What a brilliant solution to the problem as well. I didn’t know of Farey sequences until after I wrote about the problem. So thanks alot for enlightening me once again.

On my computer your solution finishes in 0ms as well, so that is really nice and fast. Well done.

/Kristian SuprDewd

Problems 72 and 73 are also related to Farey sequences.
Farey sequences can also be used to solve Diophantine equations more efficiently when using brute force in some Project Euler problems.
I really think Farey sequences are examples of beautiful math 🙂 Kristian

I solved Problem 72 without using Farey sequences, but I hope you will post your solution for it once it is published, so everyone can learn even more.

[…] Mathblog has a good post on the solution to this problem, with the code in C##. […] Rory

Neighbors in the standard Farey sequence are described in Section 3 of http://arxiv.org/abs/0801.1981 , see Lemma 3.1. anant

Hi Kristian,

Once again I would need your help. I am not able to understand the last inequality in your explanation.How did r and s help in getting lowerbound for q?

■ PROVIDED MATERIAL:
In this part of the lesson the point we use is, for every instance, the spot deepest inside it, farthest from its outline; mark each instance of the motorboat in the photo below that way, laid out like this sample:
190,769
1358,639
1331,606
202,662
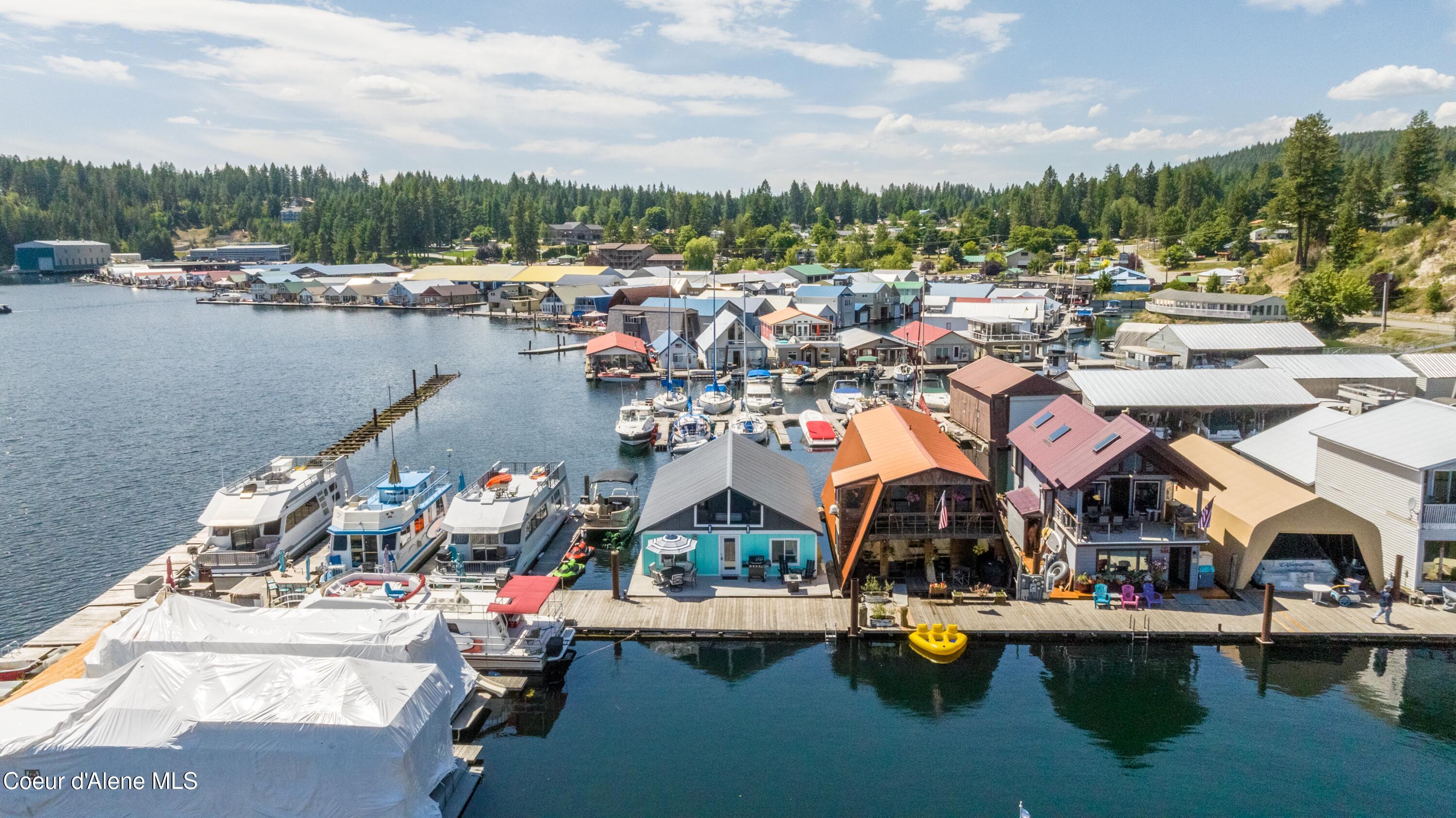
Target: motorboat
691,431
758,397
504,520
817,431
750,425
672,398
392,524
637,424
715,400
280,508
845,394
932,391
514,628
611,502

■ WRITTEN TASK:
Please print the passage from the Farey sequence discussion starting with "Problems 72 and" and going on through "lowerbound for q?".

■ OUTPUT BELOW:
Problems 72 and 73 are also related to Farey sequences.
Farey sequences can also be used to solve Diophantine equations more efficiently when using brute force in some Project Euler problems.
I really think Farey sequences are examples of beautiful math 🙂 Kristian

I solved Problem 72 without using Farey sequences, but I hope you will post your solution for it once it is published, so everyone can learn even more.

[…] Mathblog has a good post on the solution to this problem, with the code in C##. […] Rory

Neighbors in the standard Farey sequence are described in Section 3 of http://arxiv.org/abs/0801.1981 , see Lemma 3.1. anant

Hi Kristian,

Once again I would need your help. I am not able to understand the last inequality in your explanation.How did r and s help in getting lowerbound for q?